> Document excerpt:
■ ■ ■ ■

She graduated from Emmanuel College with a BSA in Art History and then life happened.
Now Rebecca Buchholz, she lives with her husband, Brian Buchholz, and their children, Kaleb, 4, and Landon, 1, outside of Fort Meade, Md., where Brian works as a U.S. Navy cryptologist.
Buchholz, 28, would like to get an advanced degree one day and still hopes to work in a museum setting, but for now she is staying at home with the kids.
During a recent phone interview, her youngest son, who weighed just 18 ounces when he was born prematurely in April 2011, gurgled contentedly in the background.
"It's rewarding and crazy," she said of her life. "My dreams have changed to a point where I look at what's feasible for the family. Back then it was just myself. Now I have three other people to think about."
She met her husband-to- be, a Waterford native, when they worked together in the produce department at Shop-Rite in New London during their high school years. They were engaged shortly before her college graduation and married a year later, in 2007.
Brian Buchholz, who graduated from the University of Connecticut, joined the Navy in 2008.
"It was what seemed to be best for the family with the economy going the way it was," Buchholz said.
Both had come from Navy families.
"We had an idea what it was like," she said. "We knew it was a steady job and he would be able to receive an education and advance."

■ ■ ■ ■

> Data supplied:
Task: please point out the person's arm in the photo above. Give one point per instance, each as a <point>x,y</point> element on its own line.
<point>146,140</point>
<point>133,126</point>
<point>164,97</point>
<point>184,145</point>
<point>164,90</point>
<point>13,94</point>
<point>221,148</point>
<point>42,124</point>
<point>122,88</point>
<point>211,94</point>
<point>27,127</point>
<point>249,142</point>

■ ■ ■ ■

> Questions to answer:
1. Translate this sentence from the profile of Rebecca Buchholz into Spanish: "Brian Buchholz, who graduated from the University of Connecticut, joined the Navy in 2008."
2. Carry on the profile of Rebecca Buchholz from its final sentence, writing a few more sentences in the same style.

> Answers for the tasks:
1. Brian Buchholz, quien se graduó de la Universidad de Connecticut, se unió a la Marina en 2008.

2.
She plans to go back to work eventually, but has decided, with her husband, that it is best if she stays at home for now. Landon, her youngest, who was designated a "micro preemie" since he was so tiny when he was born, had a lot of medical needs.
"In the beginning he was going to doctors' appointments constantly," she said. "There was a lot of traveling. Now he's just getting occupational and physical therapy."
Buchholz said she likes her life. She and Brian take it "one day at a time," she said.
"Even though I'm not working at the moment, I get to spend time with my boys," she said. "Our families have helped out quite a bit. It's been a fairly smooth transition."
She said she looks at teenagers now and wonders if she ever acted that way.
"When you're a teenager, you think some things are far more important than they really are, such as getting the latest gadget or the best brand," she said.
Now she said, what's important is providing for her family.